-- REQUIRED TASK --
Please copy every line of the records below word for word, leaving the pictures out.

>> START ENTRIES SUPPLIED

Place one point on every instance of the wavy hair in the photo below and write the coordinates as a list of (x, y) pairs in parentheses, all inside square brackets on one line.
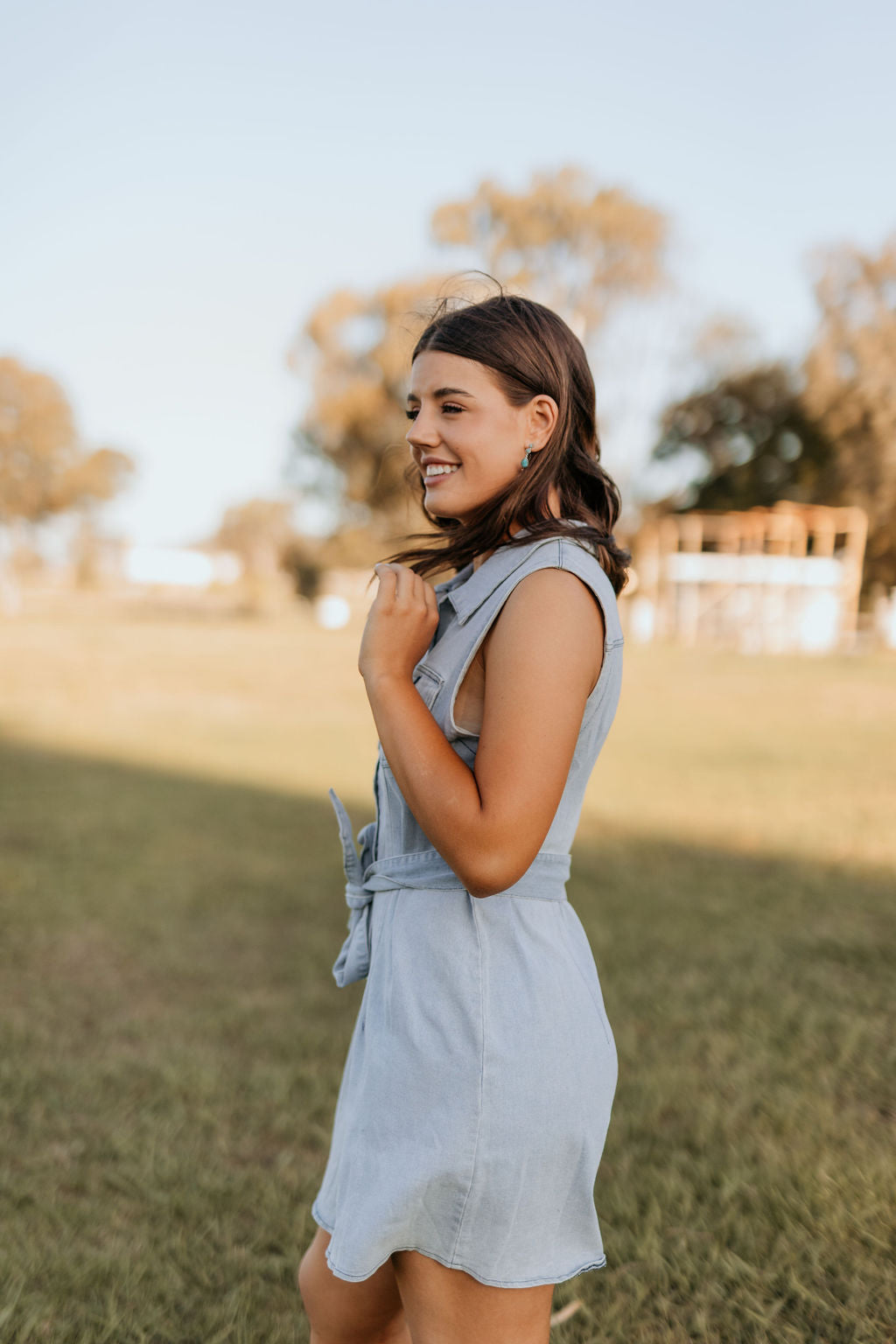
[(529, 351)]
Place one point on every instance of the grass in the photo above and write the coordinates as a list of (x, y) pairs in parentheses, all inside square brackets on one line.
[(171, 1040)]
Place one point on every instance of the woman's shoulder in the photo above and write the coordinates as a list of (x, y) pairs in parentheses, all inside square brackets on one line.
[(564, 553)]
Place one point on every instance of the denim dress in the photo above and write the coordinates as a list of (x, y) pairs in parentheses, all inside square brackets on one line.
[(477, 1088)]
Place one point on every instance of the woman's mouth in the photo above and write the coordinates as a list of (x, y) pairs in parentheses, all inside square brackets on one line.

>> END ENTRIES SUPPLIED

-- TASK RESPONSE --
Place one point on every instance of the wavy hair in the photo below and write the coordinates as a list of (x, y) pairs in parentheses, all inside square brackets on one line.
[(529, 351)]
Place one point on every instance of the grass in the photo above and write the coordinates as a list of (x, y) pairs in parentheses, all inside square brackets on one line.
[(171, 1040)]
Place one point on every instance of the woman's shoulder in the photo above and write the coordinates as a list of (x, y) pairs in parentheses, all inside square brackets on one line.
[(564, 553)]
Place one point on every instance of the denim dress in the photo above and write the coordinates as a list of (x, y) pairs in parentheses, all inside square brackets on one line.
[(477, 1088)]
Place one point on every instance of the woman's mouth in the photo above and write the coordinates as a list of (x, y) pairs in parentheses, all inside square brackets on one line.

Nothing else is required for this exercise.